▼▼▼

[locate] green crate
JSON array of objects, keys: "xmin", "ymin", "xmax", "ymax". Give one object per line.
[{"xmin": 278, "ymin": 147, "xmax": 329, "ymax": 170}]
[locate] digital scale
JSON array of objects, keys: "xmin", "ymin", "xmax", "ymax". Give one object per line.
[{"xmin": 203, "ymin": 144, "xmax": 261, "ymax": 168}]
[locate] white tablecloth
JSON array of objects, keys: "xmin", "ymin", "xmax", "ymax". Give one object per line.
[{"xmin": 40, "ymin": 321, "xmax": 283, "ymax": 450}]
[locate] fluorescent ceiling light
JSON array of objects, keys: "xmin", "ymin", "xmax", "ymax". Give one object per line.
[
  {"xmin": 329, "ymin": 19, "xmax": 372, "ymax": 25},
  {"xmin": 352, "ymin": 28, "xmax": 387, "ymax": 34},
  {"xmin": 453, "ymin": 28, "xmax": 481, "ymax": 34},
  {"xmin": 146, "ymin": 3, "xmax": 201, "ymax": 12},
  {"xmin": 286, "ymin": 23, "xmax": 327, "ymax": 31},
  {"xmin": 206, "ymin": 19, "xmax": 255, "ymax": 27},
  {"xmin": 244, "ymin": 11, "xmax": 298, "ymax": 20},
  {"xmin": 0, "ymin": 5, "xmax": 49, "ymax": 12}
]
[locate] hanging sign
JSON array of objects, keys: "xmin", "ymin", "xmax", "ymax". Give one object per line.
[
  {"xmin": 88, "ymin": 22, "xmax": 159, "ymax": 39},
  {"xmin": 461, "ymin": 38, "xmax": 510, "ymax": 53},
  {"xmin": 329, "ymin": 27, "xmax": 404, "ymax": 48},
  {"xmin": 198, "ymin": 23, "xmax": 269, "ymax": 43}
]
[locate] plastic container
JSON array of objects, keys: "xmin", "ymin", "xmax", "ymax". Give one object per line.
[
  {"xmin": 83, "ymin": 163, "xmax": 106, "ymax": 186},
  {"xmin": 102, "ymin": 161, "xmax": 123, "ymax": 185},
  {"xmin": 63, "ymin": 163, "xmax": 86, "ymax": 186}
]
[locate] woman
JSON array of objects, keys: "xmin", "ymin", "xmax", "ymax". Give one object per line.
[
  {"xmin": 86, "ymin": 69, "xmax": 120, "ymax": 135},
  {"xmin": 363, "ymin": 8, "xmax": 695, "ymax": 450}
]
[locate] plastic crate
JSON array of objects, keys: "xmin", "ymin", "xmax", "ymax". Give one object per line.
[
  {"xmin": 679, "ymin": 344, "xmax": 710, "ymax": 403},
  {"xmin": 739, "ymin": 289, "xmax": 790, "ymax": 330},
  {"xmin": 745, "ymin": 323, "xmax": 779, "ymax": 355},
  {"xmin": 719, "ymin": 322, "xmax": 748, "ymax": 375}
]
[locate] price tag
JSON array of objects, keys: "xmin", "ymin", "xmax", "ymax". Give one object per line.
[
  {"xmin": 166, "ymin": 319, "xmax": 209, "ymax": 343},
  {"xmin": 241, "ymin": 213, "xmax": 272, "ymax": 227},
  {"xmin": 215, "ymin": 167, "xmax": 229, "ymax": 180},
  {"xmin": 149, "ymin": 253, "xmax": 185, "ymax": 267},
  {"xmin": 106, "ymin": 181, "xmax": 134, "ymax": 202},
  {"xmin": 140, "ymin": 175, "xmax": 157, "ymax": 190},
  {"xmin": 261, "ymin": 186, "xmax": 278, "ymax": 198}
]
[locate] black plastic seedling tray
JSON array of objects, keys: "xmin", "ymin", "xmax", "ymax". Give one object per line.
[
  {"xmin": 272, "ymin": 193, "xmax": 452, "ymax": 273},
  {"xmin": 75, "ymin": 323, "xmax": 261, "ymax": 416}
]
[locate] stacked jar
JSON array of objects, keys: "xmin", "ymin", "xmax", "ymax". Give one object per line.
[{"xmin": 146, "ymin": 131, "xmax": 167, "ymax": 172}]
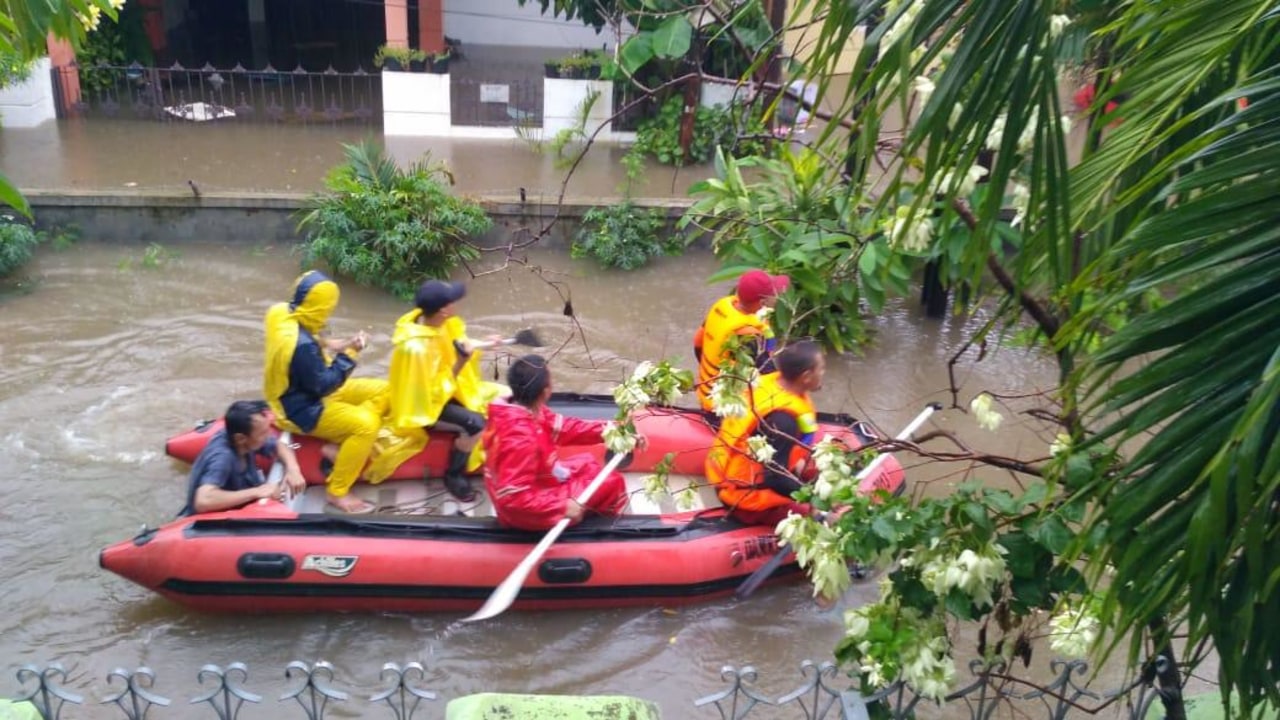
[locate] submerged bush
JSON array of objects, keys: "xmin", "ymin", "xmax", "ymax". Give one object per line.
[
  {"xmin": 570, "ymin": 200, "xmax": 685, "ymax": 270},
  {"xmin": 298, "ymin": 141, "xmax": 493, "ymax": 299},
  {"xmin": 631, "ymin": 96, "xmax": 769, "ymax": 165},
  {"xmin": 0, "ymin": 217, "xmax": 40, "ymax": 277}
]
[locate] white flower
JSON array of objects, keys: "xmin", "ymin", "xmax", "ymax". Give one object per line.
[
  {"xmin": 640, "ymin": 473, "xmax": 671, "ymax": 502},
  {"xmin": 902, "ymin": 635, "xmax": 956, "ymax": 701},
  {"xmin": 746, "ymin": 436, "xmax": 777, "ymax": 462},
  {"xmin": 881, "ymin": 205, "xmax": 933, "ymax": 252},
  {"xmin": 986, "ymin": 115, "xmax": 1009, "ymax": 150},
  {"xmin": 845, "ymin": 607, "xmax": 872, "ymax": 641},
  {"xmin": 1048, "ymin": 433, "xmax": 1071, "ymax": 457},
  {"xmin": 1048, "ymin": 15, "xmax": 1071, "ymax": 37},
  {"xmin": 613, "ymin": 380, "xmax": 653, "ymax": 415},
  {"xmin": 631, "ymin": 360, "xmax": 653, "ymax": 383},
  {"xmin": 915, "ymin": 543, "xmax": 1006, "ymax": 607},
  {"xmin": 76, "ymin": 5, "xmax": 102, "ymax": 32},
  {"xmin": 603, "ymin": 423, "xmax": 639, "ymax": 455},
  {"xmin": 773, "ymin": 512, "xmax": 805, "ymax": 546},
  {"xmin": 1009, "ymin": 182, "xmax": 1032, "ymax": 228},
  {"xmin": 969, "ymin": 392, "xmax": 1005, "ymax": 432},
  {"xmin": 710, "ymin": 373, "xmax": 748, "ymax": 418},
  {"xmin": 676, "ymin": 480, "xmax": 698, "ymax": 510},
  {"xmin": 911, "ymin": 76, "xmax": 938, "ymax": 106},
  {"xmin": 1048, "ymin": 606, "xmax": 1100, "ymax": 657},
  {"xmin": 1018, "ymin": 110, "xmax": 1039, "ymax": 152}
]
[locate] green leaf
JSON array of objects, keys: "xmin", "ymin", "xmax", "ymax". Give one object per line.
[
  {"xmin": 0, "ymin": 173, "xmax": 31, "ymax": 218},
  {"xmin": 1028, "ymin": 515, "xmax": 1075, "ymax": 555},
  {"xmin": 652, "ymin": 15, "xmax": 694, "ymax": 58},
  {"xmin": 618, "ymin": 32, "xmax": 653, "ymax": 76}
]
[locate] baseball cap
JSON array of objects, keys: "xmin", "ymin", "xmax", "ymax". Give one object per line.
[
  {"xmin": 413, "ymin": 281, "xmax": 467, "ymax": 315},
  {"xmin": 737, "ymin": 270, "xmax": 791, "ymax": 305}
]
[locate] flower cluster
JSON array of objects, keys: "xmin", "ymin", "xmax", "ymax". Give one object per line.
[
  {"xmin": 746, "ymin": 436, "xmax": 777, "ymax": 462},
  {"xmin": 813, "ymin": 436, "xmax": 858, "ymax": 501},
  {"xmin": 776, "ymin": 512, "xmax": 851, "ymax": 598},
  {"xmin": 604, "ymin": 360, "xmax": 694, "ymax": 454},
  {"xmin": 969, "ymin": 392, "xmax": 1005, "ymax": 432},
  {"xmin": 881, "ymin": 205, "xmax": 933, "ymax": 252},
  {"xmin": 845, "ymin": 580, "xmax": 956, "ymax": 700},
  {"xmin": 76, "ymin": 5, "xmax": 102, "ymax": 32},
  {"xmin": 902, "ymin": 541, "xmax": 1007, "ymax": 607},
  {"xmin": 709, "ymin": 372, "xmax": 755, "ymax": 418},
  {"xmin": 1048, "ymin": 605, "xmax": 1101, "ymax": 657}
]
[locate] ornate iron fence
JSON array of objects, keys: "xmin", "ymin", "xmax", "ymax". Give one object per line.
[
  {"xmin": 5, "ymin": 659, "xmax": 1165, "ymax": 720},
  {"xmin": 52, "ymin": 63, "xmax": 383, "ymax": 124}
]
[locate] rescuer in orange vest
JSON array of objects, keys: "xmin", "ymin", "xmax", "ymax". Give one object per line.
[
  {"xmin": 705, "ymin": 341, "xmax": 827, "ymax": 525},
  {"xmin": 694, "ymin": 270, "xmax": 791, "ymax": 413}
]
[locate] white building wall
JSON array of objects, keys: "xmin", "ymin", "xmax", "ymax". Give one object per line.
[
  {"xmin": 444, "ymin": 0, "xmax": 617, "ymax": 53},
  {"xmin": 0, "ymin": 58, "xmax": 58, "ymax": 128}
]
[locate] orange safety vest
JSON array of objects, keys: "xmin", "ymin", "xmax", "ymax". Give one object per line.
[
  {"xmin": 705, "ymin": 373, "xmax": 818, "ymax": 510},
  {"xmin": 694, "ymin": 295, "xmax": 768, "ymax": 411}
]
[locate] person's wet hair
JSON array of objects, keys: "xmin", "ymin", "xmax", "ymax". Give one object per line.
[
  {"xmin": 507, "ymin": 355, "xmax": 552, "ymax": 407},
  {"xmin": 773, "ymin": 340, "xmax": 822, "ymax": 380},
  {"xmin": 223, "ymin": 400, "xmax": 266, "ymax": 442}
]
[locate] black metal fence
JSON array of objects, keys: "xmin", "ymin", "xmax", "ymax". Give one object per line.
[
  {"xmin": 449, "ymin": 77, "xmax": 543, "ymax": 128},
  {"xmin": 52, "ymin": 63, "xmax": 383, "ymax": 126},
  {"xmin": 5, "ymin": 659, "xmax": 1164, "ymax": 720}
]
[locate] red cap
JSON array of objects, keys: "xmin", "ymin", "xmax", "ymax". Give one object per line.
[{"xmin": 737, "ymin": 270, "xmax": 791, "ymax": 305}]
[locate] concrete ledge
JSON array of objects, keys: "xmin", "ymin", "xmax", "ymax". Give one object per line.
[
  {"xmin": 23, "ymin": 190, "xmax": 689, "ymax": 247},
  {"xmin": 444, "ymin": 693, "xmax": 662, "ymax": 720}
]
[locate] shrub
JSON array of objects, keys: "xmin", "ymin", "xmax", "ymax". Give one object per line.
[
  {"xmin": 298, "ymin": 141, "xmax": 493, "ymax": 299},
  {"xmin": 0, "ymin": 217, "xmax": 41, "ymax": 277},
  {"xmin": 570, "ymin": 200, "xmax": 685, "ymax": 270},
  {"xmin": 632, "ymin": 95, "xmax": 769, "ymax": 165}
]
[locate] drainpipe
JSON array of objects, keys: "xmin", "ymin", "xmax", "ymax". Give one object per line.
[
  {"xmin": 417, "ymin": 0, "xmax": 444, "ymax": 54},
  {"xmin": 46, "ymin": 33, "xmax": 81, "ymax": 117}
]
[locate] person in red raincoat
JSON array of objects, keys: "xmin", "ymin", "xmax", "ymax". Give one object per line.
[{"xmin": 481, "ymin": 355, "xmax": 627, "ymax": 532}]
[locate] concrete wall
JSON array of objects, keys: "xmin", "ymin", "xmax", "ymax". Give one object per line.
[
  {"xmin": 26, "ymin": 191, "xmax": 689, "ymax": 249},
  {"xmin": 381, "ymin": 70, "xmax": 451, "ymax": 136},
  {"xmin": 444, "ymin": 0, "xmax": 616, "ymax": 53},
  {"xmin": 0, "ymin": 58, "xmax": 58, "ymax": 128}
]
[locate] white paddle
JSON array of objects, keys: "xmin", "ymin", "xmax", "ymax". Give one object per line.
[{"xmin": 462, "ymin": 454, "xmax": 626, "ymax": 623}]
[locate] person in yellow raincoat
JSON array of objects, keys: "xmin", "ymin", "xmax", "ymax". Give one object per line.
[
  {"xmin": 262, "ymin": 270, "xmax": 388, "ymax": 512},
  {"xmin": 365, "ymin": 281, "xmax": 502, "ymax": 502}
]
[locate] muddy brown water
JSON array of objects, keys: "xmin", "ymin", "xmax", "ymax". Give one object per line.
[{"xmin": 0, "ymin": 240, "xmax": 1053, "ymax": 719}]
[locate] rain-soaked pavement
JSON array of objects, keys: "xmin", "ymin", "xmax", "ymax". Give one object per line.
[{"xmin": 0, "ymin": 118, "xmax": 712, "ymax": 199}]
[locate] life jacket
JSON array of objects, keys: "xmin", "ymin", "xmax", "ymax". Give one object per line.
[
  {"xmin": 694, "ymin": 295, "xmax": 771, "ymax": 411},
  {"xmin": 705, "ymin": 373, "xmax": 818, "ymax": 510}
]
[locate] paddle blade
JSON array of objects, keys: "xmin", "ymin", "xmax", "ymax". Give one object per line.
[
  {"xmin": 733, "ymin": 547, "xmax": 791, "ymax": 600},
  {"xmin": 512, "ymin": 328, "xmax": 547, "ymax": 347}
]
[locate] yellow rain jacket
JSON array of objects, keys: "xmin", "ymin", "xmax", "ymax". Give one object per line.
[
  {"xmin": 262, "ymin": 270, "xmax": 356, "ymax": 432},
  {"xmin": 364, "ymin": 309, "xmax": 504, "ymax": 483}
]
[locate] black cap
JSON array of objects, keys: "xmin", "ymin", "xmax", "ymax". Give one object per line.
[{"xmin": 413, "ymin": 281, "xmax": 467, "ymax": 315}]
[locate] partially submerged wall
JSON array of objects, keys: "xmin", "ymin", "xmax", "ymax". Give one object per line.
[{"xmin": 26, "ymin": 190, "xmax": 687, "ymax": 247}]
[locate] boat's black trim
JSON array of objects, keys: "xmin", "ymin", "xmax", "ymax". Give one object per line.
[
  {"xmin": 160, "ymin": 562, "xmax": 800, "ymax": 602},
  {"xmin": 183, "ymin": 512, "xmax": 742, "ymax": 544}
]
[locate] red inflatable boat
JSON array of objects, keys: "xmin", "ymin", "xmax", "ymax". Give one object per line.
[{"xmin": 100, "ymin": 395, "xmax": 904, "ymax": 612}]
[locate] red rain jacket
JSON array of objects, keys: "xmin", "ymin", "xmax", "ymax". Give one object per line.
[{"xmin": 483, "ymin": 401, "xmax": 626, "ymax": 530}]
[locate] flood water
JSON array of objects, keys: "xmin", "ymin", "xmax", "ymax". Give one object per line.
[{"xmin": 0, "ymin": 238, "xmax": 1055, "ymax": 719}]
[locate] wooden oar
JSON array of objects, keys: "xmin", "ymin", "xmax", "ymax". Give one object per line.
[
  {"xmin": 462, "ymin": 455, "xmax": 626, "ymax": 623},
  {"xmin": 733, "ymin": 402, "xmax": 942, "ymax": 600},
  {"xmin": 471, "ymin": 328, "xmax": 547, "ymax": 350}
]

▲▲▲

[What the task asks] Which of the lines above contain the word "crate"? List each of them in full.

[Response for this exercise]
[locate] green crate
[locate] plastic crate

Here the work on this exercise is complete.